* **Source passage**:
Her work has been awarded with various prizes, publications and exhibitions in Belgium and abroad. She also took part in artistic residencies (China, France, Japan).
Ksenia Ivanova is a documentary photographer based in Berlin, Germany. Her work focuses on themes of trauma, explored through long-term storytelling. She was a finalist for the Leica Oskar Barnack Award (2024) and the Picture of the Year, Online Storytelling (2021), and won the Lucie Foundation Documentary Award (2023).
Ksenia's projects have been featured in The Washington Post, Courrier International, XXI Revue, and Der Spiegel. She has also contributed to The New York Times, Zeit Online, Le Monde, Libération, and GEO France, among others.
After studying aeronautics in Italy, Walter Costa realised that the pilot career was less “romantic” than he thought. In 2009, while completing a degree in Politics and International Studies at Complutense University in Madrid, he started attending photography courses at Blank Paper school, where he also got involved in publications and editing. Studying their postgraduate programme in documentary photography gave him the opportunity to start merging image-making with his interest in visually investigating social issues in relation to power imbalances. Love and curiosity made him move to São Paulo in 2013, where besides working as a news and commercial photographer he started teaching editing and bookmaking while collaborating with several Brazilian and international authors in the development and editing of their photobook projects. In 2017 Costa founded Havaiana Papers, a distribution platform aimed at improving the circulation of Brazilian photobooks. As a curator, he was invited to organize a series of performatic lectures about photobooks for SOLAR Fotofestival (Fortaleza, BR) in December 2018 and was the guest curator of the sixth edition of En CMYK-Photobook Meeting organized by the Montevideo Center of Photography (UY) in March 2019. In 2018 Costa came back to Europe to join the first cohort of the MA Photography&Society at KABK/Royal Academy of Art in The Hague. With the aim of researching, discussing and finding new ways to use photography as a tool for public debate, he completed the program with a wider and more multi-disciplinary practice. In 2020-2021, the artist took part in FOTODOK’s talent support programme Lighthouse. Still based in The Netherlands, Costa keeps editing photobook projects while teaching at KABK and developing his personal projects.

* **Prompt**: Check each statement against the photographer bios and answer yes or no, quoting the words that decide it: (a) Ksenia Ivanova won the Lucie Foundation Documentary Award in 2023. (b) Walter Costa moved to São Paulo in 2009. (c) Costa founded Havaiana Papers in 2017.

Data entries
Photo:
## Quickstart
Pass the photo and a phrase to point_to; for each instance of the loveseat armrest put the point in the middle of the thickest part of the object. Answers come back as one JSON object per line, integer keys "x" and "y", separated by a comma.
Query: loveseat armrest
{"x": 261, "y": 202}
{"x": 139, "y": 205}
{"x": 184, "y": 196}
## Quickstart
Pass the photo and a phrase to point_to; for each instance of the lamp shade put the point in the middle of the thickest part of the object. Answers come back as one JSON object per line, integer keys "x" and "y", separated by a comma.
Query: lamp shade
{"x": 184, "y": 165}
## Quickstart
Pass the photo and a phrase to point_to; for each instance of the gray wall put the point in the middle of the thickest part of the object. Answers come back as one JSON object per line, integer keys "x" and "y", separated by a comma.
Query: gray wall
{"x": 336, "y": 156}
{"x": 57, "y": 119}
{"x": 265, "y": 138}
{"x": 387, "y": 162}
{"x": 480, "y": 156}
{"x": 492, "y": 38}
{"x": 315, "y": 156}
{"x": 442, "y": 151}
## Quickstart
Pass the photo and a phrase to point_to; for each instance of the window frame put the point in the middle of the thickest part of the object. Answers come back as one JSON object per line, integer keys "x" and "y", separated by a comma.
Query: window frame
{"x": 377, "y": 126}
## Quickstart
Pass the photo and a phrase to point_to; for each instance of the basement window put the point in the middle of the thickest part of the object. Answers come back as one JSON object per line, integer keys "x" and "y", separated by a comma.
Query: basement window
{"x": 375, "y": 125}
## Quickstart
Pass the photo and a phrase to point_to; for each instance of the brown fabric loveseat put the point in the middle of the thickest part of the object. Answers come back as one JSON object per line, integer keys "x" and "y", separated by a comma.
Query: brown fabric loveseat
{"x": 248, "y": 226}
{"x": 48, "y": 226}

* **Response for this exercise**:
(a) Yes: "won the Lucie Foundation Documentary Award (2023)"
(b) No: "Love and curiosity made him move to São Paulo in 2013"
(c) Yes: "In 2017 Costa founded Havaiana Papers"